# ABOUT THIS TASK
Output the complete listing. Match it exactly.

# DATA SUPPLIED
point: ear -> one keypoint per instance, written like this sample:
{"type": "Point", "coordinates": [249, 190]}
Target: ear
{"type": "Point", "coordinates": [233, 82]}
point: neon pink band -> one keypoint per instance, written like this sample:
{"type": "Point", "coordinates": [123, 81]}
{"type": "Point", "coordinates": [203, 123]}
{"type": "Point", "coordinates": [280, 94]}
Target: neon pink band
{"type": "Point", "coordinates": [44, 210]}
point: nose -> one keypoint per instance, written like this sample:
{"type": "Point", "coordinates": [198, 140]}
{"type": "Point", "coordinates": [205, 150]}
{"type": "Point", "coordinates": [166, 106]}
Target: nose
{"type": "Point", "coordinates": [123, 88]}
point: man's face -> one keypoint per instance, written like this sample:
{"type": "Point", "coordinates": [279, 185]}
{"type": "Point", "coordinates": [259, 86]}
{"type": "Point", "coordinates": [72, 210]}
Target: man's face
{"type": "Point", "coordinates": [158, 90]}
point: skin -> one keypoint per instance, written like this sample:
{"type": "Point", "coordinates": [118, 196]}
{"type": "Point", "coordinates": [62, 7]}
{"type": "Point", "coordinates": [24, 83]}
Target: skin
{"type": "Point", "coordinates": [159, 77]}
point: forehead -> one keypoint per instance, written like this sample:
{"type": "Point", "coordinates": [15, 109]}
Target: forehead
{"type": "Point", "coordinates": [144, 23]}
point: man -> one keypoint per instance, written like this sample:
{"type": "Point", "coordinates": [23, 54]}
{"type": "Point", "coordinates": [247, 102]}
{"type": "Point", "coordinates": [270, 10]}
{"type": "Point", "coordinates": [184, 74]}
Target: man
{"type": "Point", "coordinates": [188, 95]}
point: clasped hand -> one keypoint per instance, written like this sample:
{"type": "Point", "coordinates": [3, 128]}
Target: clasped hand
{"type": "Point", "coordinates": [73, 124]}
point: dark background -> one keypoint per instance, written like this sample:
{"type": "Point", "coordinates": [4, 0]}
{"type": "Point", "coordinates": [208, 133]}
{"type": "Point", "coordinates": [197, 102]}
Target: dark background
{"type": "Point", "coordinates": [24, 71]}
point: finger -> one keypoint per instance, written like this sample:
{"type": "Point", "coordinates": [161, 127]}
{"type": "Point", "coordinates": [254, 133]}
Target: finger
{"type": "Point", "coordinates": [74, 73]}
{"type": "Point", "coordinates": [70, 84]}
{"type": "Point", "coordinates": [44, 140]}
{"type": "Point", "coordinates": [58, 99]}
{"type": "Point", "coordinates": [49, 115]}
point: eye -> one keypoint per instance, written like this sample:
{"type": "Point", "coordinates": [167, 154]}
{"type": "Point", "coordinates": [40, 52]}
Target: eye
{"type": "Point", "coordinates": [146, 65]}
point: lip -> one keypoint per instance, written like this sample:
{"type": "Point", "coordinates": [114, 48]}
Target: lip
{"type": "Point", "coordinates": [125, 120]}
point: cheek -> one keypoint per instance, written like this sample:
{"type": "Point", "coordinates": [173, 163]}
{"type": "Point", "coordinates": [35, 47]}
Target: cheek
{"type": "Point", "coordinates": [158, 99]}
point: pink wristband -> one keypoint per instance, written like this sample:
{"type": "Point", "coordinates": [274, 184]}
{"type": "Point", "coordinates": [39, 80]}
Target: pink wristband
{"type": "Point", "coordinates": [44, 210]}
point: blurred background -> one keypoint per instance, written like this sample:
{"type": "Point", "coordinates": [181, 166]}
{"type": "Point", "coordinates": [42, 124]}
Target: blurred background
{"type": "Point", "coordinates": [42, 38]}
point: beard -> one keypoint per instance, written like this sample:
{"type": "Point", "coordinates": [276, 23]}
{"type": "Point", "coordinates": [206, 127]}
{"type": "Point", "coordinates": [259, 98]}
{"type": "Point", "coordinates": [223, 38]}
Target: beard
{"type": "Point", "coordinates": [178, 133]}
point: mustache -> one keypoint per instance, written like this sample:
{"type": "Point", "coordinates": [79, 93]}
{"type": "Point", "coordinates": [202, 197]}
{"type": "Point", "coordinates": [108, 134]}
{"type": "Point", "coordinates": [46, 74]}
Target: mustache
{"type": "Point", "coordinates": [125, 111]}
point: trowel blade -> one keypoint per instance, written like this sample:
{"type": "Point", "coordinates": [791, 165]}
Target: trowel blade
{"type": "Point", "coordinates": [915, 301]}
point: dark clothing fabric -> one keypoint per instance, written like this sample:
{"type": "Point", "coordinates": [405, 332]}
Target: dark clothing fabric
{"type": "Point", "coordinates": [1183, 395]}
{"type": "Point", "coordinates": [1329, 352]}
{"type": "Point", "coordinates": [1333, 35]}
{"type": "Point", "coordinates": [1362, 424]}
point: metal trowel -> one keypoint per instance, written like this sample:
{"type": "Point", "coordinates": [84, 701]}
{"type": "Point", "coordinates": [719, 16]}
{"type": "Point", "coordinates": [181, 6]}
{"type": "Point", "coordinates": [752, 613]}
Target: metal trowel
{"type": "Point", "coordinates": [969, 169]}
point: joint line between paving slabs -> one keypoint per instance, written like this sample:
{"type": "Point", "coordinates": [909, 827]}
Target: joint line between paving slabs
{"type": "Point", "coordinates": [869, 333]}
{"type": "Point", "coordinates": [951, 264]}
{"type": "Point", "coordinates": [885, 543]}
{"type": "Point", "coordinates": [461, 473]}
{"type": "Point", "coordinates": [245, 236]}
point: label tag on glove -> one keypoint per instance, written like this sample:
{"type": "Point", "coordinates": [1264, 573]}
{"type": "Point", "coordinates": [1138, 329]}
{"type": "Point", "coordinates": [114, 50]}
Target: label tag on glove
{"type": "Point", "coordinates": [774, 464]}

# ANSWER TO THIS EXERCISE
point: ear -> one keypoint per instance, written like this sample:
{"type": "Point", "coordinates": [249, 190]}
Target: ear
{"type": "Point", "coordinates": [233, 82]}
point: neon pink band -> one keypoint per instance, written like this sample:
{"type": "Point", "coordinates": [123, 81]}
{"type": "Point", "coordinates": [203, 123]}
{"type": "Point", "coordinates": [280, 94]}
Target: neon pink band
{"type": "Point", "coordinates": [44, 210]}
point: nose -> one keypoint per instance, written like this sample:
{"type": "Point", "coordinates": [198, 140]}
{"type": "Point", "coordinates": [205, 150]}
{"type": "Point", "coordinates": [166, 106]}
Target: nose
{"type": "Point", "coordinates": [123, 88]}
point: man's face -> one keypoint per instance, written like this sample:
{"type": "Point", "coordinates": [279, 185]}
{"type": "Point", "coordinates": [259, 86]}
{"type": "Point", "coordinates": [72, 210]}
Target: man's face
{"type": "Point", "coordinates": [158, 90]}
point: skin -> one keypoint per instance, written like this sample:
{"type": "Point", "coordinates": [118, 196]}
{"type": "Point", "coordinates": [62, 7]}
{"type": "Point", "coordinates": [24, 83]}
Target: skin
{"type": "Point", "coordinates": [159, 77]}
point: forehead -> one keypoint per instance, written like this sample:
{"type": "Point", "coordinates": [15, 109]}
Target: forehead
{"type": "Point", "coordinates": [144, 23]}
point: man -> one keypoint per instance, written like this sample:
{"type": "Point", "coordinates": [23, 54]}
{"type": "Point", "coordinates": [247, 102]}
{"type": "Point", "coordinates": [270, 10]}
{"type": "Point", "coordinates": [184, 74]}
Target: man
{"type": "Point", "coordinates": [188, 95]}
point: clasped hand -> one keypoint per instance, written like this sample:
{"type": "Point", "coordinates": [3, 128]}
Target: clasped hand
{"type": "Point", "coordinates": [73, 124]}
point: dark background -> one keypoint per instance, written like this sample:
{"type": "Point", "coordinates": [4, 0]}
{"type": "Point", "coordinates": [208, 133]}
{"type": "Point", "coordinates": [197, 102]}
Target: dark background
{"type": "Point", "coordinates": [24, 71]}
point: finger -> one keypoint per instance, written like this sample:
{"type": "Point", "coordinates": [161, 127]}
{"type": "Point", "coordinates": [254, 133]}
Target: finger
{"type": "Point", "coordinates": [74, 73]}
{"type": "Point", "coordinates": [70, 84]}
{"type": "Point", "coordinates": [44, 140]}
{"type": "Point", "coordinates": [58, 99]}
{"type": "Point", "coordinates": [49, 115]}
point: eye -> one keypoint per instance, written like this sample:
{"type": "Point", "coordinates": [167, 154]}
{"type": "Point", "coordinates": [40, 52]}
Target: eye
{"type": "Point", "coordinates": [146, 65]}
point: lip -> one keypoint per instance, written like this sample:
{"type": "Point", "coordinates": [114, 48]}
Target: lip
{"type": "Point", "coordinates": [125, 120]}
point: cheek -> one keypoint per instance, written like this sample:
{"type": "Point", "coordinates": [173, 163]}
{"type": "Point", "coordinates": [35, 47]}
Target: cheek
{"type": "Point", "coordinates": [158, 99]}
point: pink wristband -> one keypoint per instance, written like this sample:
{"type": "Point", "coordinates": [274, 184]}
{"type": "Point", "coordinates": [39, 80]}
Target: pink wristband
{"type": "Point", "coordinates": [44, 210]}
point: blurred background -> one keypoint per instance, written like this sample:
{"type": "Point", "coordinates": [181, 166]}
{"type": "Point", "coordinates": [42, 124]}
Target: blurred background
{"type": "Point", "coordinates": [42, 38]}
point: beard -> one keypoint per instance, written like this sample:
{"type": "Point", "coordinates": [276, 23]}
{"type": "Point", "coordinates": [206, 127]}
{"type": "Point", "coordinates": [259, 98]}
{"type": "Point", "coordinates": [223, 38]}
Target: beard
{"type": "Point", "coordinates": [178, 133]}
point: mustache -> one keypoint per instance, written like this sample:
{"type": "Point", "coordinates": [79, 93]}
{"type": "Point", "coordinates": [202, 197]}
{"type": "Point", "coordinates": [108, 134]}
{"type": "Point", "coordinates": [46, 74]}
Target: mustache
{"type": "Point", "coordinates": [125, 111]}
point: trowel blade -> one keypoint per instance, written like this sample:
{"type": "Point", "coordinates": [791, 165]}
Target: trowel blade
{"type": "Point", "coordinates": [915, 301]}
point: dark clothing fabric -> one keypoint per instance, written like this sample:
{"type": "Point", "coordinates": [405, 332]}
Target: dark clothing fabric
{"type": "Point", "coordinates": [1183, 395]}
{"type": "Point", "coordinates": [1329, 352]}
{"type": "Point", "coordinates": [1333, 35]}
{"type": "Point", "coordinates": [1362, 424]}
point: metal trowel -> one keypoint per instance, written like this sample:
{"type": "Point", "coordinates": [84, 701]}
{"type": "Point", "coordinates": [719, 16]}
{"type": "Point", "coordinates": [181, 6]}
{"type": "Point", "coordinates": [752, 613]}
Target: metal trowel
{"type": "Point", "coordinates": [969, 169]}
point: joint line between paving slabs -> one keypoint per instance, written like this sample:
{"type": "Point", "coordinates": [909, 827]}
Target: joint line between paving slabs
{"type": "Point", "coordinates": [869, 333]}
{"type": "Point", "coordinates": [951, 264]}
{"type": "Point", "coordinates": [885, 543]}
{"type": "Point", "coordinates": [461, 473]}
{"type": "Point", "coordinates": [245, 236]}
point: label tag on glove -> one keypoint per instance, written like this sample:
{"type": "Point", "coordinates": [1264, 573]}
{"type": "Point", "coordinates": [1138, 329]}
{"type": "Point", "coordinates": [114, 50]}
Target: label tag on glove
{"type": "Point", "coordinates": [774, 464]}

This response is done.